Brief: Word for word, copy the lines beginning at the one with "Target: stainless steel microwave" and ending at the last line below; pictures stay out.

Given records:

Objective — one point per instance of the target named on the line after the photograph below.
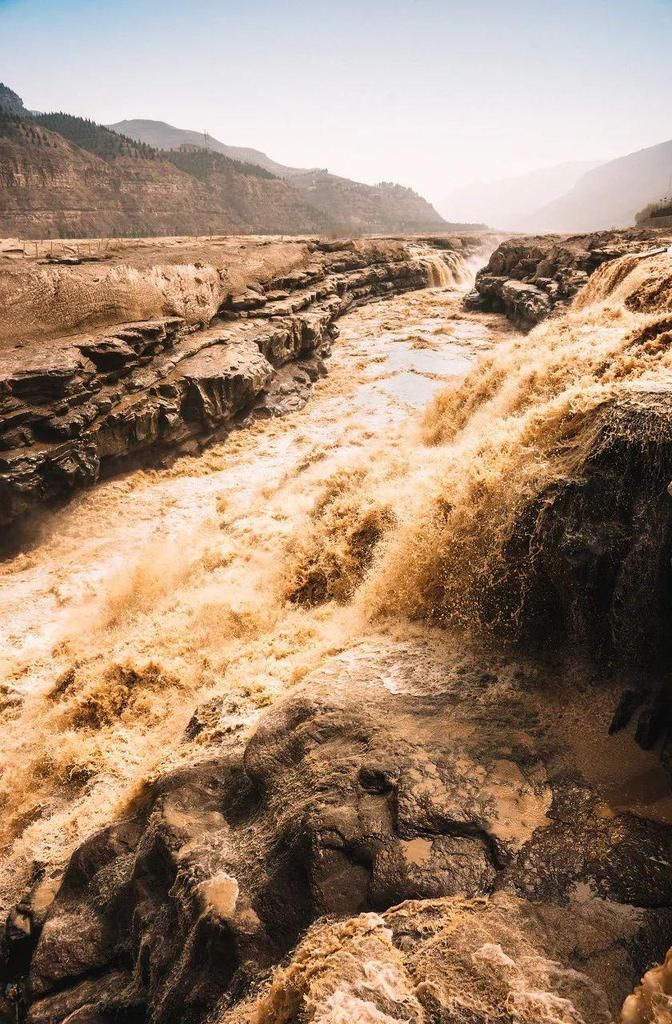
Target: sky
(432, 94)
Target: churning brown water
(160, 589)
(385, 503)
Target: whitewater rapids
(381, 506)
(160, 589)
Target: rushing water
(322, 541)
(159, 589)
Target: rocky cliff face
(150, 385)
(64, 177)
(349, 206)
(52, 188)
(529, 278)
(349, 801)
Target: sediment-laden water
(365, 544)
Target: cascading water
(391, 503)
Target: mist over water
(156, 591)
(381, 510)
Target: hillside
(102, 184)
(507, 203)
(610, 196)
(165, 136)
(349, 206)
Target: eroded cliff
(173, 351)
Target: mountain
(10, 102)
(507, 204)
(164, 136)
(348, 206)
(63, 176)
(610, 196)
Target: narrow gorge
(336, 596)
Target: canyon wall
(134, 358)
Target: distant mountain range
(355, 207)
(164, 136)
(507, 204)
(61, 175)
(612, 195)
(575, 197)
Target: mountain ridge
(67, 176)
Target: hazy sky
(432, 94)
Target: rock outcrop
(350, 798)
(66, 177)
(528, 279)
(85, 403)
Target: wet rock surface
(390, 775)
(528, 279)
(82, 406)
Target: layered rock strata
(528, 279)
(350, 798)
(86, 403)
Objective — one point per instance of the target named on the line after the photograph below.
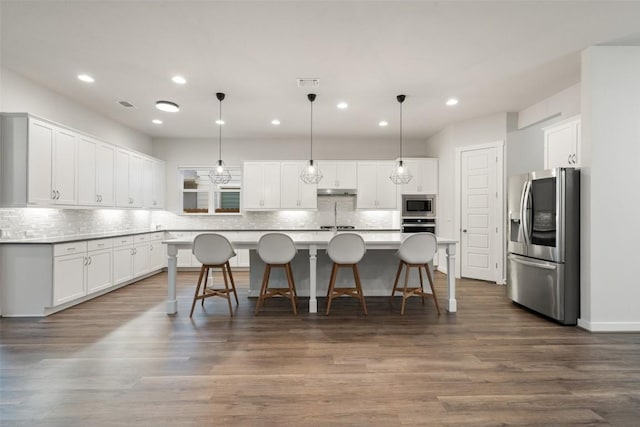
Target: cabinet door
(385, 188)
(105, 173)
(122, 179)
(252, 185)
(140, 259)
(87, 172)
(290, 189)
(122, 264)
(99, 270)
(271, 187)
(367, 182)
(64, 167)
(68, 278)
(560, 143)
(135, 180)
(158, 184)
(147, 183)
(41, 136)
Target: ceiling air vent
(308, 82)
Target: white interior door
(479, 198)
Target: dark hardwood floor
(120, 360)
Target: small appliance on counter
(543, 262)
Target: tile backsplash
(25, 223)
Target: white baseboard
(609, 326)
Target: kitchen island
(380, 247)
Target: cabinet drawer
(69, 248)
(94, 245)
(156, 236)
(122, 241)
(141, 238)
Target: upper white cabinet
(261, 185)
(562, 143)
(46, 164)
(338, 175)
(425, 176)
(295, 194)
(375, 189)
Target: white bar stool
(416, 251)
(346, 250)
(213, 251)
(277, 250)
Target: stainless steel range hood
(337, 192)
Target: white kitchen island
(311, 242)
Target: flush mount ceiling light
(401, 174)
(311, 174)
(86, 78)
(220, 174)
(179, 80)
(167, 106)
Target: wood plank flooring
(120, 360)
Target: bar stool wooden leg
(332, 284)
(195, 297)
(433, 289)
(356, 276)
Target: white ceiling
(493, 56)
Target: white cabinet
(562, 143)
(375, 189)
(261, 185)
(425, 176)
(338, 175)
(51, 164)
(295, 194)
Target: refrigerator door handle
(532, 264)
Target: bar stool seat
(346, 250)
(416, 251)
(277, 250)
(213, 251)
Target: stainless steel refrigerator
(543, 261)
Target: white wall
(610, 200)
(196, 152)
(20, 95)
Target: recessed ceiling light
(179, 80)
(168, 106)
(86, 78)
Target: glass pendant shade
(401, 174)
(311, 174)
(220, 174)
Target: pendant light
(220, 174)
(311, 174)
(401, 174)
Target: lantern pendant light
(311, 174)
(401, 174)
(220, 174)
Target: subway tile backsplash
(24, 223)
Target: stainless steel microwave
(418, 205)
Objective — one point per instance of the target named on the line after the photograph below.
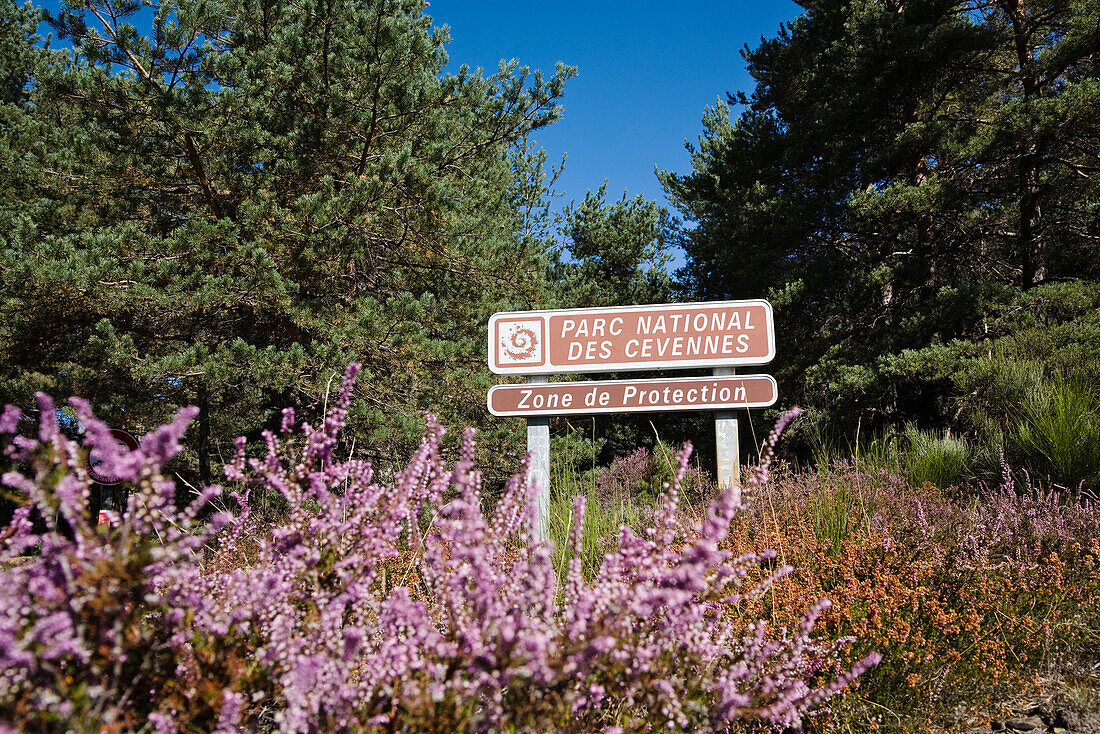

Completed task:
Target: stainless steel microwave
(418, 205)
Objective — one point per instance of the target named on the line after the photograph below.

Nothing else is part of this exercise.